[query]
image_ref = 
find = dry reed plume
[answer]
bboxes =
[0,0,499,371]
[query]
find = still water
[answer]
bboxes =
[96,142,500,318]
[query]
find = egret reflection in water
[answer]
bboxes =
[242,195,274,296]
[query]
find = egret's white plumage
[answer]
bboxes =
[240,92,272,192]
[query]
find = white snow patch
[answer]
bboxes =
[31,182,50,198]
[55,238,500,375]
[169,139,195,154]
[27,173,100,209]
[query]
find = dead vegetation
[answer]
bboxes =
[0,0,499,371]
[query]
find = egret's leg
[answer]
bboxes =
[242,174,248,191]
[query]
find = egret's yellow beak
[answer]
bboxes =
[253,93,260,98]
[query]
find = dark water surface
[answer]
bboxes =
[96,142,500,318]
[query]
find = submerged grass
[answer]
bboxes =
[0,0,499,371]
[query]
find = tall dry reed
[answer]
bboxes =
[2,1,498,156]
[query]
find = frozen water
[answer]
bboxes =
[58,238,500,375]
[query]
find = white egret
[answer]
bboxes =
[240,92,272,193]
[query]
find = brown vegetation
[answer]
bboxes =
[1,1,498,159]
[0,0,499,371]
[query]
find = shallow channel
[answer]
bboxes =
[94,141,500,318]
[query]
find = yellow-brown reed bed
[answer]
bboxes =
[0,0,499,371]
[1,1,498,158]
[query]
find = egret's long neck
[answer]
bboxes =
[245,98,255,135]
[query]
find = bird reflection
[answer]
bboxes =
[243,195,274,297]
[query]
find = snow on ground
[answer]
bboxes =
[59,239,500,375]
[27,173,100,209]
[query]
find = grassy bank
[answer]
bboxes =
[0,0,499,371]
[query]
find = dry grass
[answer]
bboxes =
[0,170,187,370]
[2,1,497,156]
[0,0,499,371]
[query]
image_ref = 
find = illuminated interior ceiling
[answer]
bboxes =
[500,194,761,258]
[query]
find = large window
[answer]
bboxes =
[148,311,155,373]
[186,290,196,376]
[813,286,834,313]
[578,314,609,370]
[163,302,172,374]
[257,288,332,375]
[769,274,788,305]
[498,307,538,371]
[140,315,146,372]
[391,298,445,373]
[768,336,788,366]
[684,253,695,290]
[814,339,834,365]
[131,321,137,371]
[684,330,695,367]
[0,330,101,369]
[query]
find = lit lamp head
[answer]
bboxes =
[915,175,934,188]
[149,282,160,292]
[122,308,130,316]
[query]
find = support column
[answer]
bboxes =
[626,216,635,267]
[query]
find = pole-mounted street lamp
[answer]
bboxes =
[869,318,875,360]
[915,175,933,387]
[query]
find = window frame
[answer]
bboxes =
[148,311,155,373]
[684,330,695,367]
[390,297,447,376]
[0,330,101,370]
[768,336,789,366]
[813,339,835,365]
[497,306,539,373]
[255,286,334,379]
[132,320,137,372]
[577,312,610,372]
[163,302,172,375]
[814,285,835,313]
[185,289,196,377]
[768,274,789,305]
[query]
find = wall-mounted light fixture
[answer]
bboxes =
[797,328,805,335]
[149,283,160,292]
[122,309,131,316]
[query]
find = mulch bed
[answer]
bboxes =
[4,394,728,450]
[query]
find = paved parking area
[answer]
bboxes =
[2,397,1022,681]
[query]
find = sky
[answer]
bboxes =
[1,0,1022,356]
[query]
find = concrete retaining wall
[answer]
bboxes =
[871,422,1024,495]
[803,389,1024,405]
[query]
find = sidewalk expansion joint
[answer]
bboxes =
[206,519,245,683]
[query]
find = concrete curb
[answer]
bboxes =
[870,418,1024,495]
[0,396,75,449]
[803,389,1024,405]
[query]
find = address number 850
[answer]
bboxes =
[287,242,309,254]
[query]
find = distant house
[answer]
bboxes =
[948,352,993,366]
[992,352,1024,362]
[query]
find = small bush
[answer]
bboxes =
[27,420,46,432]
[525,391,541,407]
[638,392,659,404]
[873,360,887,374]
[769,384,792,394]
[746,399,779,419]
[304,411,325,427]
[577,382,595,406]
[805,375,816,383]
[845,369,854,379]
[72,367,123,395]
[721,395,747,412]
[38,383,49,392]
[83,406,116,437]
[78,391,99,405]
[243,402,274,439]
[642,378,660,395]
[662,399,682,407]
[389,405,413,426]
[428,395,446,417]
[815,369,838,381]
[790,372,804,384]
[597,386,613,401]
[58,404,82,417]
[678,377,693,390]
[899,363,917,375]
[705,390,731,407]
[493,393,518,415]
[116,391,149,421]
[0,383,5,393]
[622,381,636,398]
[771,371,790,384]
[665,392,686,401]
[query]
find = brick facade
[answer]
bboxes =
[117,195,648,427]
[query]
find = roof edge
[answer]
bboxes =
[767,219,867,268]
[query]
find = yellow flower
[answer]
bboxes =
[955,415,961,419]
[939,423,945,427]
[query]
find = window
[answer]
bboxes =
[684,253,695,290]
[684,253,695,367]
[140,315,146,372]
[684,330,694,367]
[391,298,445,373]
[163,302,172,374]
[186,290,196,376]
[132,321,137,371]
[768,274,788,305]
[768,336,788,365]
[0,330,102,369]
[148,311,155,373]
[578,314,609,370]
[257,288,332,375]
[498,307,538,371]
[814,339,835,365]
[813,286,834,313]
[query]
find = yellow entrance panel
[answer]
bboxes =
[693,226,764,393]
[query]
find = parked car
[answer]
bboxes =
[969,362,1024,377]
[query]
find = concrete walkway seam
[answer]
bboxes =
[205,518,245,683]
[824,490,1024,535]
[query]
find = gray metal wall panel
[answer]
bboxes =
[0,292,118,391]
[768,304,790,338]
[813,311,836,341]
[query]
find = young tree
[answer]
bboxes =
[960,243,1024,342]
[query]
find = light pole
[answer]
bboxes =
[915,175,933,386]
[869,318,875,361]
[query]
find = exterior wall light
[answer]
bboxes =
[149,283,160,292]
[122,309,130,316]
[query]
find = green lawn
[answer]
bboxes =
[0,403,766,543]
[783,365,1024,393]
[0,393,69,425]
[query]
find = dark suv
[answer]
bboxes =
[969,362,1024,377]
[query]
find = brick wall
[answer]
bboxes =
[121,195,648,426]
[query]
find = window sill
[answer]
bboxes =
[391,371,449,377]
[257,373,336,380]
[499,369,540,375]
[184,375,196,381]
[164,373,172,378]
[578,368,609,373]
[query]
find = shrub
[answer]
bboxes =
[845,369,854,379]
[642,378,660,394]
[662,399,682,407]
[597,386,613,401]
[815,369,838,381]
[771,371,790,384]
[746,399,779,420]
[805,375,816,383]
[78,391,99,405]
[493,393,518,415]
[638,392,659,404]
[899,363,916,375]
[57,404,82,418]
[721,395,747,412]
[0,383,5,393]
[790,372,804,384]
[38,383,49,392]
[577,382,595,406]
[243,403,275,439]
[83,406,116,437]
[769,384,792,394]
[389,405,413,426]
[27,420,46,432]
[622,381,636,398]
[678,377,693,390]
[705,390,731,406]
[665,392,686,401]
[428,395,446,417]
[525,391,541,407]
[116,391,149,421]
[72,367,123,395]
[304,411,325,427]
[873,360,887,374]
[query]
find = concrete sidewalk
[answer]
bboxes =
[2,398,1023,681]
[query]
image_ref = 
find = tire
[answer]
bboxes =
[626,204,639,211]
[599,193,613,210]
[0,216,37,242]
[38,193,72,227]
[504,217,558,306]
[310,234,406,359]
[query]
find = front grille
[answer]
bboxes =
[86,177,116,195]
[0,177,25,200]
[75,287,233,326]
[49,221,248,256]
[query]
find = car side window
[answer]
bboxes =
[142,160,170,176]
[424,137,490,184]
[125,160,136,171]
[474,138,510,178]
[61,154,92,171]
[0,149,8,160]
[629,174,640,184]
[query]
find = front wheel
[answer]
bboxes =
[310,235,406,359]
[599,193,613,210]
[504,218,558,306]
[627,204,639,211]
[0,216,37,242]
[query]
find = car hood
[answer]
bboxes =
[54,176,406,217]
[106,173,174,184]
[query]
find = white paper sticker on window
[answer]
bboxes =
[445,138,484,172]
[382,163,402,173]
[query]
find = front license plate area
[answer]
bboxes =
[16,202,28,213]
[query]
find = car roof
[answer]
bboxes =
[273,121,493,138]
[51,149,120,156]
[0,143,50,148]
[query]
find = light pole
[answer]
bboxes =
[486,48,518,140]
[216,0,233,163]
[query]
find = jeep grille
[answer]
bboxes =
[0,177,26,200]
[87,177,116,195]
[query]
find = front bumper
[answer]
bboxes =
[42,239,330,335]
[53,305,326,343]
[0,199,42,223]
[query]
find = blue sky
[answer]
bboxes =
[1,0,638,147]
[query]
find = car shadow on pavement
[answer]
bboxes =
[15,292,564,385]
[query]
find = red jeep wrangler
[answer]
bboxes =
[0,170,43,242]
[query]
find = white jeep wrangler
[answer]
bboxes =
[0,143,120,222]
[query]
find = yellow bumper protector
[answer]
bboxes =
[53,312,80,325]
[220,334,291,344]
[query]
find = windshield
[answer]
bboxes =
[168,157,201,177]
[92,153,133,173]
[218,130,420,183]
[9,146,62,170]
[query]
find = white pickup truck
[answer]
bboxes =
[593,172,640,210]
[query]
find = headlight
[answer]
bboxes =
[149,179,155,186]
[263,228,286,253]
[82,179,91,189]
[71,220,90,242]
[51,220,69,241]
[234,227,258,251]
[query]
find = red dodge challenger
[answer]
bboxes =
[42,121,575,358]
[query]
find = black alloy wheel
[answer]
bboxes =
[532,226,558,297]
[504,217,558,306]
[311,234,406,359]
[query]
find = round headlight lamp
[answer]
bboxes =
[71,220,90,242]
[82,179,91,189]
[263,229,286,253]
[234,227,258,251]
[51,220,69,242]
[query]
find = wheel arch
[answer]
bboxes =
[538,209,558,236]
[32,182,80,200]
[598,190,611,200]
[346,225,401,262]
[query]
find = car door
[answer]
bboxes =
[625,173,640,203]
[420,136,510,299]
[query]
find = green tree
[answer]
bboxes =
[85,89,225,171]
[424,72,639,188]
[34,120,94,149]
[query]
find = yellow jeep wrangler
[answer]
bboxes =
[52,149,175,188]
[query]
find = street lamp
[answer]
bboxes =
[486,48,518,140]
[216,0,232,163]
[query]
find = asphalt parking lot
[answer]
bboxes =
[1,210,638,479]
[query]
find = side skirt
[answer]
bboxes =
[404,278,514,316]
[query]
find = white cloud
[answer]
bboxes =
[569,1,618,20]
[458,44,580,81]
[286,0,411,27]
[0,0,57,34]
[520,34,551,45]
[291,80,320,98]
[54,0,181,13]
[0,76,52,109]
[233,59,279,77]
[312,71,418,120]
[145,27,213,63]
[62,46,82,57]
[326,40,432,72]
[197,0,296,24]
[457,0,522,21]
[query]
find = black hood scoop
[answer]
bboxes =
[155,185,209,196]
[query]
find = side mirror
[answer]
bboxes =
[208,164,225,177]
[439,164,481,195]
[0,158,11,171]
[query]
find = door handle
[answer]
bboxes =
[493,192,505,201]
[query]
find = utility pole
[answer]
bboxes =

Work order:
In how many lines of the data does the string "front" appear? Only the number should be given.

Output of the task:
4